- THE EXERCISE:
Pull out every line in the entries below that contains the word "wooden", and copy each one without changes.

- EXTRACTED INFORMATION:
START

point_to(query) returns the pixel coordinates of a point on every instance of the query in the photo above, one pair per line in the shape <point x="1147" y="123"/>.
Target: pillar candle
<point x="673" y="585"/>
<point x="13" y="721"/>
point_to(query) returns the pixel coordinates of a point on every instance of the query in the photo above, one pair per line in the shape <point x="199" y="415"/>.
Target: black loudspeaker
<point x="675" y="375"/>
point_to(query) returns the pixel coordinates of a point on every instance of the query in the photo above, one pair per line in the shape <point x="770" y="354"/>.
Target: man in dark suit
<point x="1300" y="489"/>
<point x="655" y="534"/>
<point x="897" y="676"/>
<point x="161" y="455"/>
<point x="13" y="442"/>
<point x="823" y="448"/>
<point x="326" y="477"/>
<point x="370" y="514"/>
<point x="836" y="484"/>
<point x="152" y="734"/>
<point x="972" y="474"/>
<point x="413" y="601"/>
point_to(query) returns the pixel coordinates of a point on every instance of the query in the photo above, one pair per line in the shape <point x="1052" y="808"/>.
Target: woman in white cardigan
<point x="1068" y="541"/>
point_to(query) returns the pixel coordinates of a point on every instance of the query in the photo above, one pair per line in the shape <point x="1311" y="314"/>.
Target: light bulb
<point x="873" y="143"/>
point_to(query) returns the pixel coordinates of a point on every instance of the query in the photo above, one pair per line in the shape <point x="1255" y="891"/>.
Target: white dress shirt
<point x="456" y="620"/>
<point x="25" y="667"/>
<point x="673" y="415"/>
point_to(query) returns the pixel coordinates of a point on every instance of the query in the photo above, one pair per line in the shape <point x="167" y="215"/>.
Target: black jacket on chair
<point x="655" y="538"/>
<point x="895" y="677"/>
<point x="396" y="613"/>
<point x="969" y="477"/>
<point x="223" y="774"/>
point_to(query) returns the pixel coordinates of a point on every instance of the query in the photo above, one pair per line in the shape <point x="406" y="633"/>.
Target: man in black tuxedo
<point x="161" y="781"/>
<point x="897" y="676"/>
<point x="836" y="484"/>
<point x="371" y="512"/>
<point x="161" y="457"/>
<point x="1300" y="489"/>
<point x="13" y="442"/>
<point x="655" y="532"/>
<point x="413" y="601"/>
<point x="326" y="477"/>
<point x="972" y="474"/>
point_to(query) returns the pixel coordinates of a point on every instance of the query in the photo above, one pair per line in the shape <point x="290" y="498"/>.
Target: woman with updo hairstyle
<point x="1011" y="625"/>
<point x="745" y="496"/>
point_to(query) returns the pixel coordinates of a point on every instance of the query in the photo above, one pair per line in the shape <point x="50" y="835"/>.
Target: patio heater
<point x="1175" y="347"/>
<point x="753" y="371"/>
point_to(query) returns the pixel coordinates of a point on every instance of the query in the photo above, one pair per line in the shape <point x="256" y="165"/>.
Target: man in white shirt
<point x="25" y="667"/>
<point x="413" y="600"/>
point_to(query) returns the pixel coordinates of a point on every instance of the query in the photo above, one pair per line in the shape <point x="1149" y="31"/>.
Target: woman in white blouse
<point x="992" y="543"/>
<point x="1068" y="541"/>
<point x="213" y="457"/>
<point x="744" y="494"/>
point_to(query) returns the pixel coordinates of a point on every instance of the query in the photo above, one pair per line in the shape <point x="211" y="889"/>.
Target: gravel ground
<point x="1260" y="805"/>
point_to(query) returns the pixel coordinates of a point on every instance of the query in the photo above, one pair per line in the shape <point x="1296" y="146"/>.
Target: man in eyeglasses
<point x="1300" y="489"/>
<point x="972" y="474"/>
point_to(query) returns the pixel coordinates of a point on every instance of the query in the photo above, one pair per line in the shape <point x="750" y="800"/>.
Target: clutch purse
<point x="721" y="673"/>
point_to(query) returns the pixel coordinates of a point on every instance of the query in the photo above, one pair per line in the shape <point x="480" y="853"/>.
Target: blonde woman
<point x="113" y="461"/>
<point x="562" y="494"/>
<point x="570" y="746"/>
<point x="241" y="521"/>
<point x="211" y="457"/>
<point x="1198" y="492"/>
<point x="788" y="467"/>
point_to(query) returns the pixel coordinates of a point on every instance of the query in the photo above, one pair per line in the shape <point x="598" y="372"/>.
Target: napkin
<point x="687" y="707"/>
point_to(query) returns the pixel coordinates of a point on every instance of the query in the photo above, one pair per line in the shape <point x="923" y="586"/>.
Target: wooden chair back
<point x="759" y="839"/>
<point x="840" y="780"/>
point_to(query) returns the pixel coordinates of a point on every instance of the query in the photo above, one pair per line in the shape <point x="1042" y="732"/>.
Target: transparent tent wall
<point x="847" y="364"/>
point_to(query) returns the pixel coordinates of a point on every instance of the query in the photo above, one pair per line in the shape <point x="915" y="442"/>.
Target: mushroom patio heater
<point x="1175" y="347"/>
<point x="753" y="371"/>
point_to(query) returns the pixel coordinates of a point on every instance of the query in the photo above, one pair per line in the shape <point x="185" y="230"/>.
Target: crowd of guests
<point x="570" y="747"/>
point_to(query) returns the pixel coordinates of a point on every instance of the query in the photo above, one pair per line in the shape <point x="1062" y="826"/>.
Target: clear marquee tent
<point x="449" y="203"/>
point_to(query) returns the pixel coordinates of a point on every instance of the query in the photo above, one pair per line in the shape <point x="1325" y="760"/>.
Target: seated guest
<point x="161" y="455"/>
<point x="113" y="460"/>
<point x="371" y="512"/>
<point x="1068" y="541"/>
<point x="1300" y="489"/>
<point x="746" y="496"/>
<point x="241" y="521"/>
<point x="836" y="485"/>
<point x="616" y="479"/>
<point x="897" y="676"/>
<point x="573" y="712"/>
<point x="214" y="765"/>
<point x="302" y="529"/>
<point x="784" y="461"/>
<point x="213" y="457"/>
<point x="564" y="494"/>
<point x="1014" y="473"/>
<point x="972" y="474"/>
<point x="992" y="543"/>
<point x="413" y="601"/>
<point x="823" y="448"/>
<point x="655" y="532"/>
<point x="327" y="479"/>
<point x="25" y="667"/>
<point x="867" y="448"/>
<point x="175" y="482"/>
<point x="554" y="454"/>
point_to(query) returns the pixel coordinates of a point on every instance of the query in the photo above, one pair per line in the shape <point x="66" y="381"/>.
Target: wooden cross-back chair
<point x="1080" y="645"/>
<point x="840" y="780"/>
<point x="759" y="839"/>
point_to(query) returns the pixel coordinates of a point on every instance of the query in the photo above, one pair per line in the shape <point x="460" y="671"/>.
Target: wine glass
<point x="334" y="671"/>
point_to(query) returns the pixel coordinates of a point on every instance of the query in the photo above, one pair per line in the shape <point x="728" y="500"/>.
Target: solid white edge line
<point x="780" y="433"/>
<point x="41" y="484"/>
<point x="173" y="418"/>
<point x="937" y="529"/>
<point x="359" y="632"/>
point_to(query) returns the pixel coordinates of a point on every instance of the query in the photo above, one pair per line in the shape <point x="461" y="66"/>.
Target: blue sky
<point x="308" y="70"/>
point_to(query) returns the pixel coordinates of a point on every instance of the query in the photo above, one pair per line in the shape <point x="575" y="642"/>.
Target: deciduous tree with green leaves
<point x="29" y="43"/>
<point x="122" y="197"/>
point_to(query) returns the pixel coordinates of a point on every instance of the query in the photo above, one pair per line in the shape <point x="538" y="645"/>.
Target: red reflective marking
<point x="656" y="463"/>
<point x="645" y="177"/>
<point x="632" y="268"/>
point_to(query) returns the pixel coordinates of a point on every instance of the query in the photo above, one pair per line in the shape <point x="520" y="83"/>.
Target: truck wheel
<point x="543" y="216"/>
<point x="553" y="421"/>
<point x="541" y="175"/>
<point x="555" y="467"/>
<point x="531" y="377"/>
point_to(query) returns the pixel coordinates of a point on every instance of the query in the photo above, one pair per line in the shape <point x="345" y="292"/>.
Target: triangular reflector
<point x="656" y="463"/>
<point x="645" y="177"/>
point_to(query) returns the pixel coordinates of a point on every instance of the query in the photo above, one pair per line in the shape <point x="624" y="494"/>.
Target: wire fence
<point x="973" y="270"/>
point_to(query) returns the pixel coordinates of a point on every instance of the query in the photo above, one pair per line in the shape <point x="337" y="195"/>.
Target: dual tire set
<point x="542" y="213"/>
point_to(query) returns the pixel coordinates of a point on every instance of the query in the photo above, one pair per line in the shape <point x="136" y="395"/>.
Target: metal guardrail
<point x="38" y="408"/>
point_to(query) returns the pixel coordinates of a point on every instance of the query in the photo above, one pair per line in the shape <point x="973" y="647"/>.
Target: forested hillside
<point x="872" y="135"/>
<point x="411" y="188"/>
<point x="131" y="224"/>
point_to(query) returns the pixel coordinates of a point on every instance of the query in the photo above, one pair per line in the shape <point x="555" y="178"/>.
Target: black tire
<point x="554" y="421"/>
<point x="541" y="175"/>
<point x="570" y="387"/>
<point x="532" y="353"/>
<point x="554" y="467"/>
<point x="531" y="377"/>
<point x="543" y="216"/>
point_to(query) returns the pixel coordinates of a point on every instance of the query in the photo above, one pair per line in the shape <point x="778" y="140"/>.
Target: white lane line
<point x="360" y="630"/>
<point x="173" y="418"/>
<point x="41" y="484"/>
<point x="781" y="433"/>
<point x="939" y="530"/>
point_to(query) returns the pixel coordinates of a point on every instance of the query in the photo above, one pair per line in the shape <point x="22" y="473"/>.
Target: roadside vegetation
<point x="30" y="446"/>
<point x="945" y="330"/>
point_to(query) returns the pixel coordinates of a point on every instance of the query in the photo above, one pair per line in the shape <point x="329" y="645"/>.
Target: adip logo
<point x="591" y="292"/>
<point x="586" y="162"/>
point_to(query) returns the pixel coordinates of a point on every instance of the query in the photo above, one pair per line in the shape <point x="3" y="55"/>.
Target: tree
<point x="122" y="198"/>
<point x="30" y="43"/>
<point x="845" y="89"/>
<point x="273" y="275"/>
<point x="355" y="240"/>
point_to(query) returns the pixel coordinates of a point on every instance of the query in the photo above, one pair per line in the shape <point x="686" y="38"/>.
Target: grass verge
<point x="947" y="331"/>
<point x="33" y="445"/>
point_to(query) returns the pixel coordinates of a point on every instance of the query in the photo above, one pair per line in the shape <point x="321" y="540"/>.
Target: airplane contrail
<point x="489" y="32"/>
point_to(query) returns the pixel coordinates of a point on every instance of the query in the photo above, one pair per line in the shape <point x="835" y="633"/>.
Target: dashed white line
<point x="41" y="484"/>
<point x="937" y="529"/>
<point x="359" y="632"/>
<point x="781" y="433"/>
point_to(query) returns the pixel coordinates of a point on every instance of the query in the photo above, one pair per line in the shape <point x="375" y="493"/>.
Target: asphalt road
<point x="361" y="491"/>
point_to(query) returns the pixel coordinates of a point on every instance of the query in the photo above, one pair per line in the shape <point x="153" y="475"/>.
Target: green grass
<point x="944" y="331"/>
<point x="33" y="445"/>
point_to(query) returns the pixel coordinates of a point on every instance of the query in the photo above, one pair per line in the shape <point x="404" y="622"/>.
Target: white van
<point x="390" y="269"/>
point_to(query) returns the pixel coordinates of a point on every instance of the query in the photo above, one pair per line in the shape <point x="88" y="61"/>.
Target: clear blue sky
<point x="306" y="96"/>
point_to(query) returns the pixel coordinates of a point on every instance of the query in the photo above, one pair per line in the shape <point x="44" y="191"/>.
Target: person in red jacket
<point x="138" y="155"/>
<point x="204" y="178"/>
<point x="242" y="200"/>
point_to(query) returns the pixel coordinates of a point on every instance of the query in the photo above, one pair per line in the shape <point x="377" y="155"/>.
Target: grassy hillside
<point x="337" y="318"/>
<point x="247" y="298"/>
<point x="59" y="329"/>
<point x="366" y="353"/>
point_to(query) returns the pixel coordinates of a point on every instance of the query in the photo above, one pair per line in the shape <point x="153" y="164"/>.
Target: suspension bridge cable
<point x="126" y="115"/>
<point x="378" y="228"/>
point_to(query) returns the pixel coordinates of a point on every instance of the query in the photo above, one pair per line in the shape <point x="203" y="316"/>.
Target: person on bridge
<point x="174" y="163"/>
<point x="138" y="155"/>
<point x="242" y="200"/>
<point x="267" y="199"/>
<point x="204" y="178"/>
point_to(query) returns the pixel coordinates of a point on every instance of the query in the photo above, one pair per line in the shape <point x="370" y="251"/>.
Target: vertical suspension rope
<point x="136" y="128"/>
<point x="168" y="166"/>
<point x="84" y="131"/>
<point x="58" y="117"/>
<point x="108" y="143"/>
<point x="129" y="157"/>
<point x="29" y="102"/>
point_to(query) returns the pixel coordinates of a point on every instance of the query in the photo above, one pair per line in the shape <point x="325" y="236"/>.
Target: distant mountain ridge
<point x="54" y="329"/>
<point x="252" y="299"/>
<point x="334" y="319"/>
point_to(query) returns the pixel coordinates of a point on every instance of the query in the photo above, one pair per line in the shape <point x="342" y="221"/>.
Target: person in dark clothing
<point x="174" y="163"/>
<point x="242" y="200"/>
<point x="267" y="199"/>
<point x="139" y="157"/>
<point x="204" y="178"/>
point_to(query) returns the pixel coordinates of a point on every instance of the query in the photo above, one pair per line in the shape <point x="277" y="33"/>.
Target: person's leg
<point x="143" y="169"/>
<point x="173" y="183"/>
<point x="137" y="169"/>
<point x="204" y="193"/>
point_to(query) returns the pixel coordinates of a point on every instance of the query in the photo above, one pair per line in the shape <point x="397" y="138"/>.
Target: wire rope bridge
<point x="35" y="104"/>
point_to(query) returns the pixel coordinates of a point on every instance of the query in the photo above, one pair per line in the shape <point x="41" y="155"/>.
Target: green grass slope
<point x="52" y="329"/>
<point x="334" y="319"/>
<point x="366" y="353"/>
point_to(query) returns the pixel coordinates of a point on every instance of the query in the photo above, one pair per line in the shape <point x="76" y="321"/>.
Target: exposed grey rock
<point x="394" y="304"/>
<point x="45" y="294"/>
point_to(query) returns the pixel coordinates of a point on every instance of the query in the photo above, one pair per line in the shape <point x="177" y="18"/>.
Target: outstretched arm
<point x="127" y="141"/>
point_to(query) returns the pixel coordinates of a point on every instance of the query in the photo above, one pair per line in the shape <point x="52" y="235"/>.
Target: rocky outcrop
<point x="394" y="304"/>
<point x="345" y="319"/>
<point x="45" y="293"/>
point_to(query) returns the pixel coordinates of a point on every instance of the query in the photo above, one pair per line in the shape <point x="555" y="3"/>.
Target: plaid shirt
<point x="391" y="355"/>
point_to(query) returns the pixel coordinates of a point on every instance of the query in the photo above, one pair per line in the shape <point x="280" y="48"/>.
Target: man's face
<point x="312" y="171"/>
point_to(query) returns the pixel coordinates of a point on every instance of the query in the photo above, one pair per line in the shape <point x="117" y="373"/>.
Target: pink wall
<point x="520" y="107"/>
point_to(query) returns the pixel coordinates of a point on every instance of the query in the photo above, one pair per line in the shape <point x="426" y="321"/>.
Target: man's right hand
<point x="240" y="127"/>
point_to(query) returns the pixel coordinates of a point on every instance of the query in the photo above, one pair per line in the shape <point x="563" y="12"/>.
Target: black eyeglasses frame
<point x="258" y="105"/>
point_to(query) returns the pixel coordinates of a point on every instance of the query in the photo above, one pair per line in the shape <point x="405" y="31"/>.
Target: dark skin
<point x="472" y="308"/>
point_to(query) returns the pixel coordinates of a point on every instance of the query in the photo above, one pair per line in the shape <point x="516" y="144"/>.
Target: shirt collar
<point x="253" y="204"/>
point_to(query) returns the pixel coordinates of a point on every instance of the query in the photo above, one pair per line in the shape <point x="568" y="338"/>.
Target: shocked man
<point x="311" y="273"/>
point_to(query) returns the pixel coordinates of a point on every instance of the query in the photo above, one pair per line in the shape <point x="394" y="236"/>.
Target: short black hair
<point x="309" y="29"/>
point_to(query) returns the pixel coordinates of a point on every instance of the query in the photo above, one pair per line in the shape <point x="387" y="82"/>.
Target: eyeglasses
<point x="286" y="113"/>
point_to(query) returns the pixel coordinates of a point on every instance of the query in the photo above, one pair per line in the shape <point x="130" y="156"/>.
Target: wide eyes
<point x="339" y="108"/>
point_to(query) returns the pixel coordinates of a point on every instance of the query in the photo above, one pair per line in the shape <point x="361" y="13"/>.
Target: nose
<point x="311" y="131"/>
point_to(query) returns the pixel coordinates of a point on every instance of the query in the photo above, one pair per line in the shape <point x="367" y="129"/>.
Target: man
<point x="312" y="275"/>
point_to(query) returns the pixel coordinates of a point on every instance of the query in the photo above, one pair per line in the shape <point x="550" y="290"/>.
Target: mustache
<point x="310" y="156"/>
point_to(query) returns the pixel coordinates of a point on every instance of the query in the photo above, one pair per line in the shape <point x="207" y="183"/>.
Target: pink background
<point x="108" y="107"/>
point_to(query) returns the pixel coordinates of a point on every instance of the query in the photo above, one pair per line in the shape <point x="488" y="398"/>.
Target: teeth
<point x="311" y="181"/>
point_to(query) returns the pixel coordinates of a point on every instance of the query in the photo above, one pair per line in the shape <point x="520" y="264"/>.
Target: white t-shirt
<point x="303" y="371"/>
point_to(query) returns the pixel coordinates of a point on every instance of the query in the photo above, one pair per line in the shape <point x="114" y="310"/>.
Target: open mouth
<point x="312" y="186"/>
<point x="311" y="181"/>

END

- EXERCISE SOLUTION:
Target: wooden chair back
Target: wooden cross-back chair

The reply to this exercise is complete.